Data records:
◇ ◇ ◇

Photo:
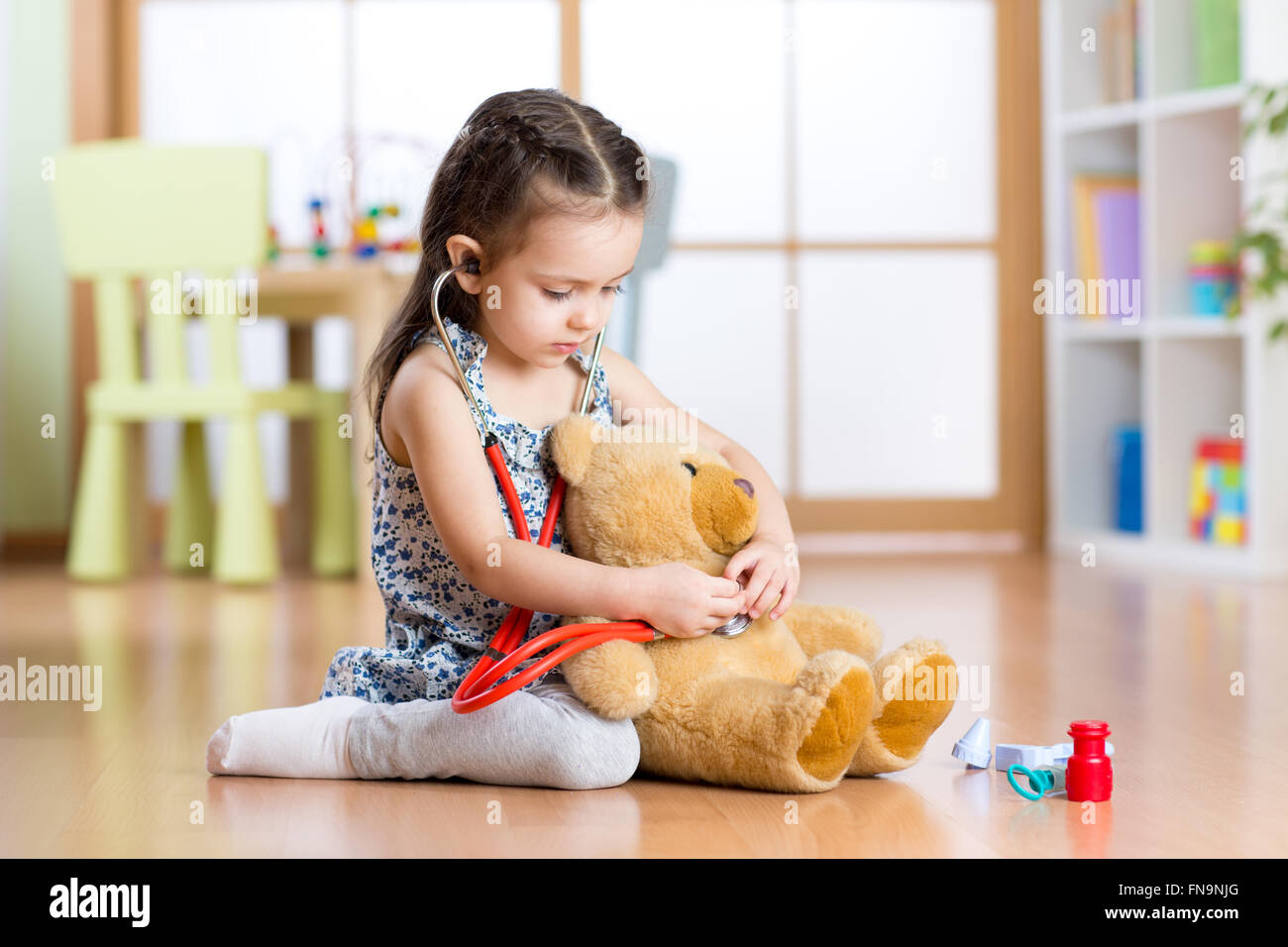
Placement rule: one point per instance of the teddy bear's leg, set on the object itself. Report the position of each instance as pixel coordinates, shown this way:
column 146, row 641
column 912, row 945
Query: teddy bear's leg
column 614, row 680
column 763, row 733
column 915, row 685
column 833, row 628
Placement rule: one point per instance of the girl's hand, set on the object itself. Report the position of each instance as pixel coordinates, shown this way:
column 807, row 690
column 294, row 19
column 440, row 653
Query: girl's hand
column 683, row 602
column 765, row 558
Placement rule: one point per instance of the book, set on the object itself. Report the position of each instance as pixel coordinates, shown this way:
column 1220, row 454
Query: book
column 1106, row 228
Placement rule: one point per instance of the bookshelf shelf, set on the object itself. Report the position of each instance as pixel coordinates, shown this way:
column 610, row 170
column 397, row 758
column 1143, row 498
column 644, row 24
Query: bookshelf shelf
column 1176, row 373
column 1096, row 118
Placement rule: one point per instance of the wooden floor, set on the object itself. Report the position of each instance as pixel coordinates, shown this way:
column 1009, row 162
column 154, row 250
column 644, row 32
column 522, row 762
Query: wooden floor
column 1197, row 771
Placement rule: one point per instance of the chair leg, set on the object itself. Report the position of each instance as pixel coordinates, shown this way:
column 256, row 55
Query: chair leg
column 334, row 543
column 99, row 548
column 189, row 518
column 246, row 548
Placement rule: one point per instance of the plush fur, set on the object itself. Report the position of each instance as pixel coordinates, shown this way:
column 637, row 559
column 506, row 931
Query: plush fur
column 791, row 705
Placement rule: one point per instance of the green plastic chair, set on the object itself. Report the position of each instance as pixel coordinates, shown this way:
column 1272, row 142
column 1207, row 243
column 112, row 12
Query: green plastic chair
column 127, row 209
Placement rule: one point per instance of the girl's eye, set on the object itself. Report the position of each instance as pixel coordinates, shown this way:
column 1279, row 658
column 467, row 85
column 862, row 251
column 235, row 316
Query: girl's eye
column 561, row 296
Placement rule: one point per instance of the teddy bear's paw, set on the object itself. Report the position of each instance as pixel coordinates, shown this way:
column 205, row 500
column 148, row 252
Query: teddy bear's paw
column 614, row 680
column 915, row 686
column 840, row 692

◇ ◇ ◇

Task details: Convert the data into a Markdown table with the columns Line and Text, starting at its first line and stopping after the line that has "column 246, row 548". Number each nonblank line in the Line column, put its text in the Text column, skip blank lines, and leave the pictures out.

Exercise solution:
| Line | Text |
|---|---|
| 1 | Photo: |
| 2 | Placement rule: one point per instance of the teddy bear's leg, set on the object itself. Report the position of each instance as pixel coordinates, shown this way: |
| 3 | column 146, row 641 |
| 4 | column 912, row 945 |
| 5 | Query: teddy bear's leg |
| 6 | column 614, row 680 |
| 7 | column 763, row 733 |
| 8 | column 915, row 685 |
| 9 | column 833, row 628 |
| 10 | Placement rule: one point per instance of the girl's hand, set on the object itself. Report the position of each instance as pixel coordinates, shown this way: |
| 11 | column 807, row 690 |
| 12 | column 294, row 19 |
| 13 | column 440, row 653 |
| 14 | Query: girl's hand |
| 15 | column 683, row 602 |
| 16 | column 765, row 558 |
| 17 | Placement rule: one point per instance of the book, set on the object itself. Report the position of each instance as pixel coordinates, shown this way: |
| 18 | column 1220, row 454 |
| 19 | Query: book |
| 20 | column 1106, row 228 |
| 21 | Placement rule: one point per instance of the bookshelf shelf, set on the object itself. Report the position of each instance as pixel coordinates, shown this way: |
| 22 | column 610, row 170 |
| 23 | column 397, row 758 |
| 24 | column 1143, row 498 |
| 25 | column 644, row 24 |
| 26 | Query: bookshelf shelf |
| 27 | column 1176, row 373 |
| 28 | column 1096, row 118 |
| 29 | Placement rule: one point per instance of the wooden floor, set on the object itself. Report the position of each instance as pixel coordinates, shown this way: |
| 30 | column 1009, row 162 |
| 31 | column 154, row 250 |
| 32 | column 644, row 32 |
| 33 | column 522, row 762 |
| 34 | Query: wooden floor |
| 35 | column 1197, row 771 |
| 36 | Placement rule: one point per instance of the chair leg, set on the object itself. Report the position of each instance as pixel coordinates, shown this way: |
| 37 | column 256, row 55 |
| 38 | Query: chair leg |
| 39 | column 334, row 543 |
| 40 | column 99, row 548 |
| 41 | column 189, row 518 |
| 42 | column 246, row 548 |